3.2. Ethnobotanical Significance of Trees Outside Forests on Agricultural Lands in Mongala Province

As shown in Table 3, P. macrocarpus, E. suaveolens and R. heudelotii are used by all 900 key informants (RFC_s = 1). The other two species, P. africanum and P. angolensis, are used by 98% and 97% of key informants, respectively (RFC_s = 0.98 and 0.97). Among these five most abundant species, Table 3 and Figure 4 show that P. macrocarpus is the one that obtained the highest use report (3907), followed by E. suaveolens (3636), R. heudelotii (3279), P. angolensis (2576) and P. africanum (1972).

However, the use reports of these five most abundant species vary depending on the use categories and territories (Figure 4).

Of the 900 key informants who assessed the species in the three territories, 100% use E. suaveolens for trade, 99.9% for food, and 99.4% for medicine. For other uses, E. suaveolens is used by less than 40% of informants (Table 4).

Table 4 shows that P. africanum is mainly used as a source of energy (98.3% of informants), and less than 30% use it for other uses. About 94% of informants use P. angolensis as a source of energy and 54% as a remedy. Less than 50% of the population uses it for construction, food, and local technologies. Very few informants associate a commercial interest with it (4.6%). The species P. macrocarpus is used by all informants for medicine; 99.7% use it for food, 95.9% associate a commercial interest with it and 51.3% report using it for local technologies. It is, therefore, the species with the most recognised uses in the province of Mongala. Finally, R. heudelotii is used by 99.8% of informants as a plant with edible interest, and 80% use it as a remedy.

## ENTRIES SHOWN
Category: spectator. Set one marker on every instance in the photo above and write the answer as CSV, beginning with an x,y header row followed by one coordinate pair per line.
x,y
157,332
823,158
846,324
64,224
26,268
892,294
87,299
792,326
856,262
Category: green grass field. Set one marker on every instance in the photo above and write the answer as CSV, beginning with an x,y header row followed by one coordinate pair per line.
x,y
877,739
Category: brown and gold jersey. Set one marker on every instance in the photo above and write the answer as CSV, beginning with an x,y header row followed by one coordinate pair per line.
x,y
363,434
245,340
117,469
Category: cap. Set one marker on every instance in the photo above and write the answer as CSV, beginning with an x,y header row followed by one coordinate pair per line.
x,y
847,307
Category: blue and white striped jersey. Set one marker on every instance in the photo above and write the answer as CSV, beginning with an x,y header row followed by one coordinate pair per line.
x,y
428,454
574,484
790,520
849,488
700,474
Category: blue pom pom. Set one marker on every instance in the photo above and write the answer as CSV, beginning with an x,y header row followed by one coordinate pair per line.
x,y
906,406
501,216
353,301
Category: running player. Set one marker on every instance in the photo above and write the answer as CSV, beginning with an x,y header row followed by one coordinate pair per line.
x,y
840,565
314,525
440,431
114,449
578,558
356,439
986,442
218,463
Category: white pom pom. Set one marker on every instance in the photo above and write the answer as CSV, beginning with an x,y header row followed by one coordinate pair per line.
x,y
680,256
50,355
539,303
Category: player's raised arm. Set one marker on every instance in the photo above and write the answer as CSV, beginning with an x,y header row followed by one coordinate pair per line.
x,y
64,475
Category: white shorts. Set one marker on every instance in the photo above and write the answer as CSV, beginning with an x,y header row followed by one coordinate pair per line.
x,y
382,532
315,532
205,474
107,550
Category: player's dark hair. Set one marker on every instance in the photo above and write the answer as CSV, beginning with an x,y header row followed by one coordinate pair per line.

## EXERCISES TO COMPLETE
A. From the ethnobotany passage, return the part that opens with the words containing "3.2. Ethnobotanical Significance" and closes with "P. africanum (1972).".
B. Answer these questions using the ethnobotany passage:
(i) How many key informants use P. macrocarpus, E. suaveolens and R. heudelotii?
(ii) What percentage of informants use P. africanum as a source of energy?
(iii) What percentage of informants associate a commercial interest with P. angolensis?

## ANSWERS BY ITEM
A.
3.2. Ethnobotanical Significance of Trees Outside Forests on Agricultural Lands in Mongala Province

As shown in Table 3, P. macrocarpus, E. suaveolens and R. heudelotii are used by all 900 key informants (RFC_s = 1). The other two species, P. africanum and P. angolensis, are used by 98% and 97% of key informants, respectively (RFC_s = 0.98 and 0.97). Among these five most abundant species, Table 3 and Figure 4 show that P. macrocarpus is the one that obtained the highest use report (3907), followed by E. suaveolens (3636), R. heudelotii (3279), P. angolensis (2576) and P. africanum (1972).

B.
(i) All 900 key informants.
(ii) 98.3%.
(iii) 4.6%.